__Region outline entries__:
========

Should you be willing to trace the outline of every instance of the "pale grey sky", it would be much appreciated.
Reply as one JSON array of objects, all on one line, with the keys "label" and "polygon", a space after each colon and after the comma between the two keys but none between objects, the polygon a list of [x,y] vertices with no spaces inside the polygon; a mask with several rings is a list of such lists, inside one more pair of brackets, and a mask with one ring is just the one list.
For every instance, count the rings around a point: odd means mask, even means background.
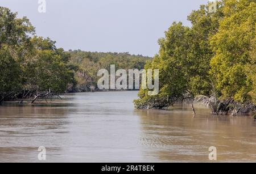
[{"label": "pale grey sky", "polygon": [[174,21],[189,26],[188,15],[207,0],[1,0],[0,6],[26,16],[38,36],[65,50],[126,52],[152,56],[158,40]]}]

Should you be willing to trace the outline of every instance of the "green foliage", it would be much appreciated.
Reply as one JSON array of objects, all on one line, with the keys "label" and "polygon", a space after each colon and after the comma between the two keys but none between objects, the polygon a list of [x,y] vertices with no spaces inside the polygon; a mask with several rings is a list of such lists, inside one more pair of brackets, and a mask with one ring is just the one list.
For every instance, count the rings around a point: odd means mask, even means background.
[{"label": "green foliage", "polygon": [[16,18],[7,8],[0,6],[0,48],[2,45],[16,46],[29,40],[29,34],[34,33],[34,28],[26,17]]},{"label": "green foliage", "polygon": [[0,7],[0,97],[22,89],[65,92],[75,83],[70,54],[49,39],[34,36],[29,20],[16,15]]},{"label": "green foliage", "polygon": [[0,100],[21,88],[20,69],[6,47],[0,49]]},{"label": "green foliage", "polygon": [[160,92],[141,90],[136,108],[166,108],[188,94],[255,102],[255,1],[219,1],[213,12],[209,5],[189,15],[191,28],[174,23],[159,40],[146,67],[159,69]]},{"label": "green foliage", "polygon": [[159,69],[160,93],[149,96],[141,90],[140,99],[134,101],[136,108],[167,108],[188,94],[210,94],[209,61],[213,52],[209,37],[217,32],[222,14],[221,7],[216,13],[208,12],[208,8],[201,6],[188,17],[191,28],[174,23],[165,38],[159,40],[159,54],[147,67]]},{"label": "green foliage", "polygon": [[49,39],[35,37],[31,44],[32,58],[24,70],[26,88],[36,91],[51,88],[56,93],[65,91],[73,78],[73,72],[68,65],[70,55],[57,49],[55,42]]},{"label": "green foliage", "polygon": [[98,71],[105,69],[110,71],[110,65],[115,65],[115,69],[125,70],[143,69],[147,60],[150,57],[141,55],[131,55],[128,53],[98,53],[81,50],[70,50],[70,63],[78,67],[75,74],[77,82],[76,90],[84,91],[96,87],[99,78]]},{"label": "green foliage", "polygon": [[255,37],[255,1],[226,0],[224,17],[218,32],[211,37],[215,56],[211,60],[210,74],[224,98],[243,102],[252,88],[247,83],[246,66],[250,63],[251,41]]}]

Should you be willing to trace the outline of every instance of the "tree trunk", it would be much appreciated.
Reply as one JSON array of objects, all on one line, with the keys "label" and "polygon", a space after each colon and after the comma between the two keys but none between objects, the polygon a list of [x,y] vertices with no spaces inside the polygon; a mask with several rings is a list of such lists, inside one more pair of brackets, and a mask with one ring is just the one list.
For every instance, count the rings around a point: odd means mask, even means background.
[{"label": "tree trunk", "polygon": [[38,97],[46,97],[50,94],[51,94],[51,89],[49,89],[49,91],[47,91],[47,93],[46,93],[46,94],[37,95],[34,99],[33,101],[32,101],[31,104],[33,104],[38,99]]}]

========

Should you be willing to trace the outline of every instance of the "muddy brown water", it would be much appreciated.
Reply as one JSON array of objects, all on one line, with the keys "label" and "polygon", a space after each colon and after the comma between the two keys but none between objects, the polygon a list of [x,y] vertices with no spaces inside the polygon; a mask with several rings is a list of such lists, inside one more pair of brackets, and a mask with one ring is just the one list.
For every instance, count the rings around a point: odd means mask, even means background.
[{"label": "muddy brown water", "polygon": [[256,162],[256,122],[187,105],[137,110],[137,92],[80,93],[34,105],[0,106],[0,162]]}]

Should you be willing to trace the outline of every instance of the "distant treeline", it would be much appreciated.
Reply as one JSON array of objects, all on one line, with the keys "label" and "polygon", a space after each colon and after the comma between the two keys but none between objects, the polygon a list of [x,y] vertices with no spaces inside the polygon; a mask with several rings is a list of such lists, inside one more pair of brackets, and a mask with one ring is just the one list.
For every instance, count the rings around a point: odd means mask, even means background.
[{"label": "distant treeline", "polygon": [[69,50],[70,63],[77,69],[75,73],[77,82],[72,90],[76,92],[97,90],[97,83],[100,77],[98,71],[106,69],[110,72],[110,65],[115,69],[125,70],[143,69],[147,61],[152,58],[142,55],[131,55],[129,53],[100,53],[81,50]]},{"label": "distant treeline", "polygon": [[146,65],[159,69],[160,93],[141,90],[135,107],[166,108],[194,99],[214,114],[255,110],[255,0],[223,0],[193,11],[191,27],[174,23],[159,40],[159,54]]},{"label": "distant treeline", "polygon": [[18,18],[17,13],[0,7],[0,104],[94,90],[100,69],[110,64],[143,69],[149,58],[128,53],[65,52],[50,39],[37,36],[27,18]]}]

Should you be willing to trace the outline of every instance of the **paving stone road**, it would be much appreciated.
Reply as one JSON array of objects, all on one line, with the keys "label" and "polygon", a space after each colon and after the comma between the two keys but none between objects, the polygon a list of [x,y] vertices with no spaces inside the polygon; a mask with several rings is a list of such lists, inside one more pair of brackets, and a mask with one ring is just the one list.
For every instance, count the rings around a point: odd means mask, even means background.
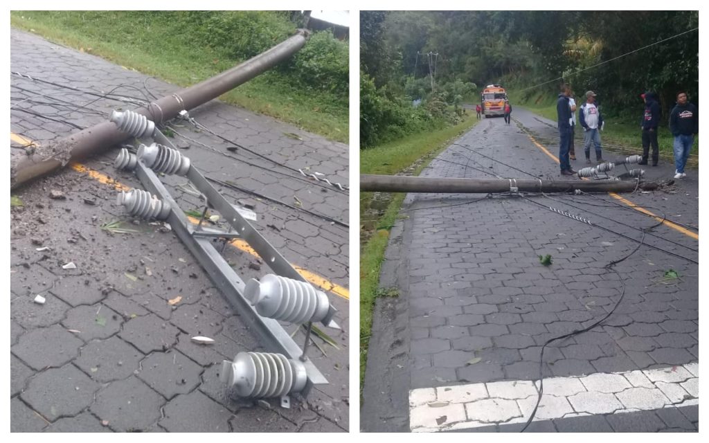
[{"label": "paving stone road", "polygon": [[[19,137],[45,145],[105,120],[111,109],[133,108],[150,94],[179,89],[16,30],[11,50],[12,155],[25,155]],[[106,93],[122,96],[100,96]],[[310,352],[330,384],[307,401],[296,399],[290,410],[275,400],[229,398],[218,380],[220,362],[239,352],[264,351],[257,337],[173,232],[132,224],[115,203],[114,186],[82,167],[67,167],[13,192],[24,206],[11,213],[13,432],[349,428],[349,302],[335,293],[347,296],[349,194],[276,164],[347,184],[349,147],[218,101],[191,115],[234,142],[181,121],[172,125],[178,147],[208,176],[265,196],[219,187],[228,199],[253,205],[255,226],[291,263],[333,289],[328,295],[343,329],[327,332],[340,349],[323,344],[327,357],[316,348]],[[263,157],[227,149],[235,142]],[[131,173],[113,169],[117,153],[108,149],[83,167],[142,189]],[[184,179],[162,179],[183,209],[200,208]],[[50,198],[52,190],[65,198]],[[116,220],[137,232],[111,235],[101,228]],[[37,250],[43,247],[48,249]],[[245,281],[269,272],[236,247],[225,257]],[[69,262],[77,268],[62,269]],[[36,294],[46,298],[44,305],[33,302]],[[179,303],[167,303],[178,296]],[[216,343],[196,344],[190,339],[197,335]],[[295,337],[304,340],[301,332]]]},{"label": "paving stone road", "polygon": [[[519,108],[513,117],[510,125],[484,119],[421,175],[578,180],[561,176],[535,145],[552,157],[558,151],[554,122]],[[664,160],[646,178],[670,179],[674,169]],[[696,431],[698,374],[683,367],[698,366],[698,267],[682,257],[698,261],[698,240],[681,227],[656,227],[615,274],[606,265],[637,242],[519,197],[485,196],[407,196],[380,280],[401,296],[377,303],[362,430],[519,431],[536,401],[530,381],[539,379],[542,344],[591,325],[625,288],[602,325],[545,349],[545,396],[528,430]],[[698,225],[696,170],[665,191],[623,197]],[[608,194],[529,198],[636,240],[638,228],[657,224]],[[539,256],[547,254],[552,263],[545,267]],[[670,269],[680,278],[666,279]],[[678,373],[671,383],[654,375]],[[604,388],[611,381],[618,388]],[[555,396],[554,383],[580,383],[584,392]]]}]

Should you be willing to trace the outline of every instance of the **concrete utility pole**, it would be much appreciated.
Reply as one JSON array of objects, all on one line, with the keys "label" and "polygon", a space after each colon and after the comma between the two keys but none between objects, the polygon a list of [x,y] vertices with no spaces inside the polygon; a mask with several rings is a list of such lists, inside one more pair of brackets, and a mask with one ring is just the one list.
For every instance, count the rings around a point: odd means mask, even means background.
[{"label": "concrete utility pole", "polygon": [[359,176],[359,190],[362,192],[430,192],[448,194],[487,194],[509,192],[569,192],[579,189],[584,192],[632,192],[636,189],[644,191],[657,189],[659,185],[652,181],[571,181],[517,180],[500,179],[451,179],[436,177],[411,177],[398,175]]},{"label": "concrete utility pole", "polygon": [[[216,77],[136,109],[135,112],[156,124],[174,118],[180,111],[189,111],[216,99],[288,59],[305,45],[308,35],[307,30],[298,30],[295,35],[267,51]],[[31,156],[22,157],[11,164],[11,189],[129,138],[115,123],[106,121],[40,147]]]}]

========

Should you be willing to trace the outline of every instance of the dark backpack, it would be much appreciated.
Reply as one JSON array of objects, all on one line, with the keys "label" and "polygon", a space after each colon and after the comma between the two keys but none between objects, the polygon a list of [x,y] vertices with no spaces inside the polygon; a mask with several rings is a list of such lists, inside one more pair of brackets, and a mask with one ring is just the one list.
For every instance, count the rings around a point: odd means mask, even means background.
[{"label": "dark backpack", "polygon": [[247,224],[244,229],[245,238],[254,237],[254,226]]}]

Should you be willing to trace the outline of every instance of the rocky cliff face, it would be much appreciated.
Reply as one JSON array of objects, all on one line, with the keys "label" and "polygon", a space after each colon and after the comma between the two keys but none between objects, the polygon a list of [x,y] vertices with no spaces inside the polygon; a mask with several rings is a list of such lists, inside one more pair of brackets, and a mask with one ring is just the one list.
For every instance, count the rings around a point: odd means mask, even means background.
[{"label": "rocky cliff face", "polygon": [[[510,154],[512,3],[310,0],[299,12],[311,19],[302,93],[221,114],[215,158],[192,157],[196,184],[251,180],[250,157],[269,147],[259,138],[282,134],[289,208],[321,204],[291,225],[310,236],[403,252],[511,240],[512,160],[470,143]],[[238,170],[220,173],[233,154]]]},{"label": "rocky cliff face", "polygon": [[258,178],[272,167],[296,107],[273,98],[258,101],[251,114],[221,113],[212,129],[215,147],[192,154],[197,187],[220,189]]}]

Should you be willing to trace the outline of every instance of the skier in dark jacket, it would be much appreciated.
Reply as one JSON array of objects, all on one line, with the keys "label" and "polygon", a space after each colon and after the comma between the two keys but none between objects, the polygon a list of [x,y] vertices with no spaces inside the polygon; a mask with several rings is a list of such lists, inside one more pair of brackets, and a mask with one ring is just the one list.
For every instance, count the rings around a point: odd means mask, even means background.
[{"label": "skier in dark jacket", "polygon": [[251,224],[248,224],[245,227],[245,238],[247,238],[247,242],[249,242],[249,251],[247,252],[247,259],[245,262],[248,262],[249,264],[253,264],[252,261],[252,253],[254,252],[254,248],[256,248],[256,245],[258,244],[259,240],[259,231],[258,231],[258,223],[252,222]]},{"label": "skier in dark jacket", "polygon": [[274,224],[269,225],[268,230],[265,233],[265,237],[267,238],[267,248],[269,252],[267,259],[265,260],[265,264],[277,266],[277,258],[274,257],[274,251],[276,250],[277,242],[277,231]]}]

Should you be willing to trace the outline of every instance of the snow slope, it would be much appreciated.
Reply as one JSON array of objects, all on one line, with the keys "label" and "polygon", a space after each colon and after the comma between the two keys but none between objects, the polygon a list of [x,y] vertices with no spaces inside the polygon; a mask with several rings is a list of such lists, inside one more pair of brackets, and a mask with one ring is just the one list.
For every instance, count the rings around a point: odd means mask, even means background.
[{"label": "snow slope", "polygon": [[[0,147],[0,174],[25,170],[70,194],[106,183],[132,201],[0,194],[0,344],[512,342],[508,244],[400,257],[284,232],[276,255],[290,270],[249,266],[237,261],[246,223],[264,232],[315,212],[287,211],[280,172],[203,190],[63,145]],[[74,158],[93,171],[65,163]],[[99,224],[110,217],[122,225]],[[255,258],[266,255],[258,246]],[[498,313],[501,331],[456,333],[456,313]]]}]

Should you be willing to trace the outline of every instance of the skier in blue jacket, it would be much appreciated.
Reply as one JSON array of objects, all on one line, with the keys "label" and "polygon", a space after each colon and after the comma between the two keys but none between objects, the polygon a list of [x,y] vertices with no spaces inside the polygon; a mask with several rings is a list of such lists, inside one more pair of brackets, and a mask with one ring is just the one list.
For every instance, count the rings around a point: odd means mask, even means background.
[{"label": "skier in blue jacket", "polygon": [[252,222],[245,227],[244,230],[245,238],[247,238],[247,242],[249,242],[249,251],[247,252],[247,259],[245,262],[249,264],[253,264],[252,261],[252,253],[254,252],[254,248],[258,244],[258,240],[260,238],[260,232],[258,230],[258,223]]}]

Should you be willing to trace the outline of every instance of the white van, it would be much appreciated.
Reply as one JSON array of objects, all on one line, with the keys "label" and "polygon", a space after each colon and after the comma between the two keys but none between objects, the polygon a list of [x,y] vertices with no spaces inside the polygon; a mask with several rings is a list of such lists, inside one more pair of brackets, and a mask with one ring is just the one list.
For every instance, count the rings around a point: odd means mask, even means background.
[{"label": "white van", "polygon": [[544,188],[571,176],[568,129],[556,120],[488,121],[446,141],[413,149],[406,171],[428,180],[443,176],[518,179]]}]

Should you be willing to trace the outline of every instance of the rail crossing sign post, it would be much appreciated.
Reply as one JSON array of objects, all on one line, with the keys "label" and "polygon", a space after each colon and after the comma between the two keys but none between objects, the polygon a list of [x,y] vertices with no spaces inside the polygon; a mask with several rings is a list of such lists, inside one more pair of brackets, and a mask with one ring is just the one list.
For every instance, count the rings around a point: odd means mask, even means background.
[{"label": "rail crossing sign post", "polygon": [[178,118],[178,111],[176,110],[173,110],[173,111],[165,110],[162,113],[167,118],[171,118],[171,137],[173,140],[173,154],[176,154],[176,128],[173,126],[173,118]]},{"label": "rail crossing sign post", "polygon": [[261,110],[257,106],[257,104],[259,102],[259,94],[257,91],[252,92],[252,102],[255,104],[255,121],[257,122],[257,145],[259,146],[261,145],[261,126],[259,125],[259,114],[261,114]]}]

========

Which lines of the material contain the word "water"? Copy each of them in full.

Should you be willing to trace the outline of every instance of the "muddy brown water", it would be much appreciated.
[{"label": "muddy brown water", "polygon": [[256,162],[256,122],[187,105],[137,110],[137,92],[80,93],[34,105],[0,106],[0,162]]}]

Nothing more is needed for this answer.